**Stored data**

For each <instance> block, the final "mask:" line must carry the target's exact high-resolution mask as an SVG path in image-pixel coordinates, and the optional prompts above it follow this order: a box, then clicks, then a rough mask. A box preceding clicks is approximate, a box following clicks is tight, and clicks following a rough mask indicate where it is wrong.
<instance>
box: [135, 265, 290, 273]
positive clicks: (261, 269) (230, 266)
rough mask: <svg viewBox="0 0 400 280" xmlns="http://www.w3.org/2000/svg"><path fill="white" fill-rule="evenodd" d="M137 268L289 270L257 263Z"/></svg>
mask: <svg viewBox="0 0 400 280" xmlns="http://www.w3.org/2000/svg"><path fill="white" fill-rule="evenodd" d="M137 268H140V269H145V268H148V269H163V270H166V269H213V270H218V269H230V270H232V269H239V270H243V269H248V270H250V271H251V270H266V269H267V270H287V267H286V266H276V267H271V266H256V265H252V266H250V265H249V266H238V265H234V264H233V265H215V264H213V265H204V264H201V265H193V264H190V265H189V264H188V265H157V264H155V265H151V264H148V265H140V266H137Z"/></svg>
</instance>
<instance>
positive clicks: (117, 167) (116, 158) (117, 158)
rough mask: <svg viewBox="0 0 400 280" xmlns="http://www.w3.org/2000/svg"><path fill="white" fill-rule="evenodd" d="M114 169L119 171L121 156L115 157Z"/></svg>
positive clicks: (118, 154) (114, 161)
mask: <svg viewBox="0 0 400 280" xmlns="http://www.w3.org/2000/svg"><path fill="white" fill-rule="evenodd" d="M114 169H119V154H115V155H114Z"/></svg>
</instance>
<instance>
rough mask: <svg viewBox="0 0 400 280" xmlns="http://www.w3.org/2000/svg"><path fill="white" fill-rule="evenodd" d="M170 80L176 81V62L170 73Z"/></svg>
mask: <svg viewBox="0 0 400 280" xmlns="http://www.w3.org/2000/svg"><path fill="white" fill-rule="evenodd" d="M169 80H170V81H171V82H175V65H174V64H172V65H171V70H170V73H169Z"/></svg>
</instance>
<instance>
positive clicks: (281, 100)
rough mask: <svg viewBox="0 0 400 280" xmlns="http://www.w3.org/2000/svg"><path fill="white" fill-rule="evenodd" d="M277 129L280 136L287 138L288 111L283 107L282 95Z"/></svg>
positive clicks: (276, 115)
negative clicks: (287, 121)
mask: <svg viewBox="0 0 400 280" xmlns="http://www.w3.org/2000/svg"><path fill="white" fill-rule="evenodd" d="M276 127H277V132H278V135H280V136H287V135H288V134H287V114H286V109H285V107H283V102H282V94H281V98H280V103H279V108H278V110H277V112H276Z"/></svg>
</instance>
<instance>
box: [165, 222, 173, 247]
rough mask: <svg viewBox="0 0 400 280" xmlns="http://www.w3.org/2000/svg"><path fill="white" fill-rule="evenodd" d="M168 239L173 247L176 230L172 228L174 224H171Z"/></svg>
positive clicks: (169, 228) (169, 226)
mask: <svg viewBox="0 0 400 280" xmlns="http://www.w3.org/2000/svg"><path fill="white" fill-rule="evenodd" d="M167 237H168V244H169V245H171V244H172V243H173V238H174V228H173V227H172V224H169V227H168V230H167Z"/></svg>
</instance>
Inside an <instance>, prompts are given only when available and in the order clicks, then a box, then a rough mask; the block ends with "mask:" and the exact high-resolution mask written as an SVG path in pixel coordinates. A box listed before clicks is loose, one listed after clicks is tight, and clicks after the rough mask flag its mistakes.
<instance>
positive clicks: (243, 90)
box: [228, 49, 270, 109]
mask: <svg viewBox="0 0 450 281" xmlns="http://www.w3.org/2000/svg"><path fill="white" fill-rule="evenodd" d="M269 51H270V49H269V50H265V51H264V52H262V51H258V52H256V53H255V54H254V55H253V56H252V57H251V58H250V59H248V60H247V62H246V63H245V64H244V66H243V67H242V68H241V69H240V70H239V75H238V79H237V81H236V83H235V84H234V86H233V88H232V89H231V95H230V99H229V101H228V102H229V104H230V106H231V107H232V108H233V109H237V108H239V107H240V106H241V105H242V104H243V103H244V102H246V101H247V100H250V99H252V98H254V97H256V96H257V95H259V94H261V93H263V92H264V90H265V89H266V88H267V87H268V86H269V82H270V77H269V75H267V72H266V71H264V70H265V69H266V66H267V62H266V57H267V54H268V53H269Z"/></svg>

**Assigned task**
Copy each line of the entries in which the string "exact" is found.

**Answer to this problem**
For each <instance> block, the final "mask:" line must carry the target's exact high-resolution mask as an SVG path in image-pixel coordinates, and the optional prompts above it follow this order: a box, then clicks, then a rough mask. A box preceding clicks is approximate, a box following clicks is tight, and clicks following a rough mask indicate where it is wrong.
Inside an <instance>, prompts are given only when available and in the order clicks, then a box, then a rough mask; the block ends with "mask:" and the exact high-resolution mask written as an SVG path in pixel coordinates. A box listed before clicks is loose, one listed after clicks is tight, and clicks after the rough mask flag its mistakes.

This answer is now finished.